*Your task*
What you return must match the records word for word.

[Collected data entries]
= = =

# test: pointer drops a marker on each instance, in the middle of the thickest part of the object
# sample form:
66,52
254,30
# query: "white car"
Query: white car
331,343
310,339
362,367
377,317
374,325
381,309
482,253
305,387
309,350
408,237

= = =

*Solution to the problem*
# test: pointer drops a marker on each instance, in the middle of the thickest part of the object
# sample form:
66,52
254,30
# query: "white car"
Query: white car
331,343
310,339
362,367
377,317
374,325
381,309
482,253
305,387
309,350
408,237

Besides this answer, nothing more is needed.